**TASK DETAILS**: Reproduce every one of the entries below verbatim, without altering any character.

**DATA ENTRIES**:
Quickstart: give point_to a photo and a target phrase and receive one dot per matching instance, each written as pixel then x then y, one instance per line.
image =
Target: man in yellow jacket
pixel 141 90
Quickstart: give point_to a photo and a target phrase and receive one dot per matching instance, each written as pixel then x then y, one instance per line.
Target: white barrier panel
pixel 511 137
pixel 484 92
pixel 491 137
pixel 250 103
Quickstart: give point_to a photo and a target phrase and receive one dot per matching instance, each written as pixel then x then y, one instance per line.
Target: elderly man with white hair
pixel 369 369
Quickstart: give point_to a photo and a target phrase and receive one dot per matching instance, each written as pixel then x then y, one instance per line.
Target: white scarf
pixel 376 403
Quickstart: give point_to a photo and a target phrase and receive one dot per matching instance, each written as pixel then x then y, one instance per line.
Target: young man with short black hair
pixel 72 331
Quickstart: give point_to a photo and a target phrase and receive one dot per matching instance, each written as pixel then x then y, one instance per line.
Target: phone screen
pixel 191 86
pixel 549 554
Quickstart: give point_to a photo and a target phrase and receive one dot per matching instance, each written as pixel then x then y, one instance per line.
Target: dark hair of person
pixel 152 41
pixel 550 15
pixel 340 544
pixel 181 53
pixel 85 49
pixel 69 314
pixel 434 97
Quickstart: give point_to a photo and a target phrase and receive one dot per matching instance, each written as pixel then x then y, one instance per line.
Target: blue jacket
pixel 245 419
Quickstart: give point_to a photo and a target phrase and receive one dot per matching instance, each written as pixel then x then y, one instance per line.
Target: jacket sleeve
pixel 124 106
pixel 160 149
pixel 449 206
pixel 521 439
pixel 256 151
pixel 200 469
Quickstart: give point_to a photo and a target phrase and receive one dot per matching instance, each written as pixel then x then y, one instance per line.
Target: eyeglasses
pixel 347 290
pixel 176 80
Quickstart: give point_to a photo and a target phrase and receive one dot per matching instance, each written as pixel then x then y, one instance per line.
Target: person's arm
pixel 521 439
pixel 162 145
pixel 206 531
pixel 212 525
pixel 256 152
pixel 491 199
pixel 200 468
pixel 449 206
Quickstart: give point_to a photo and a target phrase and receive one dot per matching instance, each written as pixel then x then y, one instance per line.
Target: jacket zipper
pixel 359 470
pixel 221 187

**RESULT FOR THIS EXERCISE**:
Quickstart: give point_to a photo and a target phrase and receive one dot per matching instance, each written as pixel then x then y, one instance per line.
image =
Target: man in yellow jacket
pixel 141 90
Quickstart: give point_to a photo and a target phrase and receive one dot per matching instance, each written as pixel then x then y, one instance per line.
Target: white barrier panel
pixel 511 137
pixel 484 92
pixel 491 137
pixel 250 103
Quickstart: give point_to a photo and a target phrase and receive one dot per matching instance, each written as pixel then x then y, one instance per line.
Target: elderly man with white hair
pixel 369 369
Quickstart: give point_to a photo and a target phrase and receive one dot per matching instance, each written as pixel then x then y, one instance per line.
Target: white scarf
pixel 376 403
Quickstart: give point_to a photo and a target phrase and receive one dot per matching instance, each written as pixel then x then y, one instance per line.
Target: young man with short black hair
pixel 72 331
Quickstart: give point_to a photo and a target phrase and receive one dot per matching instance, each written as pixel then x then y, one instance per line.
Target: phone screen
pixel 191 86
pixel 549 554
Quickstart: give point_to a photo and a target phrase and receive one dot per matching instance, each written as pixel then x then y, one instance per line.
Target: dark hair of person
pixel 152 41
pixel 550 15
pixel 340 544
pixel 181 53
pixel 85 49
pixel 69 314
pixel 434 97
Quickstart: give point_to a photo and a target phrase and receive one dot per matching instance, each written as pixel then x then y, one instance per line.
Target: blue jacket
pixel 245 419
Quickstart: give point_to a photo and a target phrase and receive one dot per matching instance, each written as pixel then x then y, one instance per line.
Target: jacket sleeve
pixel 124 106
pixel 160 149
pixel 449 206
pixel 521 439
pixel 256 151
pixel 200 469
Quickstart: give point_to a photo and a target phrase and receive one dot per matching instance, each written as pixel then x then y, one instance per line.
Target: eyeglasses
pixel 347 290
pixel 176 80
Quickstart: give point_to a photo and a target phrase and receive one dot per matching instance, each written as pixel then x then y, one instance per line.
Target: person's arm
pixel 521 439
pixel 162 145
pixel 206 531
pixel 212 525
pixel 256 152
pixel 491 199
pixel 200 468
pixel 449 206
Quickstart: give point_to a photo and a target phrase and receive one dot per matching instance, each written as pixel then x then y, one instance per line.
Target: jacket zipper
pixel 359 470
pixel 221 187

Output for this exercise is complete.